-- Excerpt to read --
Hacker Timesnew | past | comments | ask | show | jobs | submitlogin
Is Intel within ARM’s reach? Pedestrian Detection shows the way (edn.com)
23 points by kracekumar on Aug 22, 2013 | hide | past | favorite | 30 comments


Sigh. Although some of this is Intel's own doing, "i3" is not a meaningful descriptor, especially when compared to "Cortex-A15" or "Cortex-A9". "Core i3" can refer to many, many generations of CPUs; this is not a nitpick, but a real complaint, because each of those CPUs have very different performance characteristics. Core i3 has been a Westmere (Nehalem tick); a Sandy Bridge; an Ivy Bridge (Sandy Bridge tick); and a Haswell. Saying "a 1.2GHz Core i3" is about as valuable, then, as saying "a Tegra" -- which could be an ARM11 MPCore (Tegra 6xx); a Cortex-A9 without NEON (Tegra 2); a Cortex-A9 with NEON (Tegra 3); or a Cortex-A15 (Tegra 4).

So, on a micro-level, the comparison is not terribly valid. On a macro-level -- saying that the devices are within an order of magnitude -- the results are reasonable, but certainly not novel...


You are right that the i3 CPU(Core i3-530) we compared with is a little old generation. I tried to compare online Core i3-530 with Core i3-2105. The 2105 is SandyBridge and runs at a slightly higher clock 3.1 GHz(while the 530 runs at 2.93 according to CPU world).

[Point-based annotation data]

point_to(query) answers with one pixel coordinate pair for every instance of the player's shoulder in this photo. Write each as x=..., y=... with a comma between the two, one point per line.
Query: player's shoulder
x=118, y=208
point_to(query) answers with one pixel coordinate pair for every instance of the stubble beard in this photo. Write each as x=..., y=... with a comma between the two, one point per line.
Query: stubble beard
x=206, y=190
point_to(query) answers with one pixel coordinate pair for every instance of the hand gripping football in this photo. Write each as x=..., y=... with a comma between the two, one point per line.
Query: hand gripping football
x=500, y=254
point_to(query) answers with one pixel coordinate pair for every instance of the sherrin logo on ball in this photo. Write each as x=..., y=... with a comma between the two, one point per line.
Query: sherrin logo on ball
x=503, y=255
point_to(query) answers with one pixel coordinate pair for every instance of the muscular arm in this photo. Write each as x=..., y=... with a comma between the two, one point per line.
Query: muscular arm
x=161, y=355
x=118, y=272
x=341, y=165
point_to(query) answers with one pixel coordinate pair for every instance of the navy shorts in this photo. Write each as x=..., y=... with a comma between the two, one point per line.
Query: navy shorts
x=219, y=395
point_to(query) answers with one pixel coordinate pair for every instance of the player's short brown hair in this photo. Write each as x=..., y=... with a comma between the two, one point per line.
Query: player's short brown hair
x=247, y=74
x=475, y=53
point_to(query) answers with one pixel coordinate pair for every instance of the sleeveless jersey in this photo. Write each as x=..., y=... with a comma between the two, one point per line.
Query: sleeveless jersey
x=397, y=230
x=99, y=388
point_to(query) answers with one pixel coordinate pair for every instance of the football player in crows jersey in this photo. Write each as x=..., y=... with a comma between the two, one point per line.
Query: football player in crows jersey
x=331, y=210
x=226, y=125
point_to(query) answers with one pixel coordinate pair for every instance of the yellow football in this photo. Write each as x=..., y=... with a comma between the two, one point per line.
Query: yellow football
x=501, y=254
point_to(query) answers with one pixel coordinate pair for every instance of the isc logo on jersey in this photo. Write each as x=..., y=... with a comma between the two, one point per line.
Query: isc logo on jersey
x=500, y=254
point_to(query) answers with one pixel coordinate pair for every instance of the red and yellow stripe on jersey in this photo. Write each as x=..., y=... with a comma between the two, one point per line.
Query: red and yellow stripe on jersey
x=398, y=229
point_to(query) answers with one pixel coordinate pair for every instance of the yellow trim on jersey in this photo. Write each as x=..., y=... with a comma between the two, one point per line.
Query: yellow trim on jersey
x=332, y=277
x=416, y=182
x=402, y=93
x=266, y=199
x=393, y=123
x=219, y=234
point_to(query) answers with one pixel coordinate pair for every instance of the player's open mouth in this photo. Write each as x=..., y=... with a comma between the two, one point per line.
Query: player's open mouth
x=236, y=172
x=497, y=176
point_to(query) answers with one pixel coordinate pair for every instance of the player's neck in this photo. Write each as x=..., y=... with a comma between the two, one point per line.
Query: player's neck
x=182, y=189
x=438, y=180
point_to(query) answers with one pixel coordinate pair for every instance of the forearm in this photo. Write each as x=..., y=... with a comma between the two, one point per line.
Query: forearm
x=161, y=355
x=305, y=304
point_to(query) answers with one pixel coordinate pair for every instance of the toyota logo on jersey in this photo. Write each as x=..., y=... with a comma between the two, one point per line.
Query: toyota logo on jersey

-- What is asked --
- 1) Name each CPU generation that the Intel and ARM thread says the Core i3 has been.
- 2) Please reproduce the Intel and ARM thread from "Hacker Timesnew |" up to and including "Cortex-A15 (Tegra 4).".
Rely only on the Intel and ARM thread, not on the lines.

-- Task-by-task outputs --
- 1) Westmere, Sandy Bridge, Ivy Bridge, and Haswell.

- 2)
Hacker Timesnew | past | comments | ask | show | jobs | submitlogin
Is Intel within ARM’s reach? Pedestrian Detection shows the way (edn.com)
23 points by kracekumar on Aug 22, 2013 | hide | past | favorite | 30 comments


Sigh. Although some of this is Intel's own doing, "i3" is not a meaningful descriptor, especially when compared to "Cortex-A15" or "Cortex-A9". "Core i3" can refer to many, many generations of CPUs; this is not a nitpick, but a real complaint, because each of those CPUs have very different performance characteristics. Core i3 has been a Westmere (Nehalem tick); a Sandy Bridge; an Ivy Bridge (Sandy Bridge tick); and a Haswell. Saying "a 1.2GHz Core i3" is about as valuable, then, as saying "a Tegra" -- which could be an ARM11 MPCore (Tegra 6xx); a Cortex-A9 without NEON (Tegra 2); a Cortex-A9 with NEON (Tegra 3); or a Cortex-A15 (Tegra 4).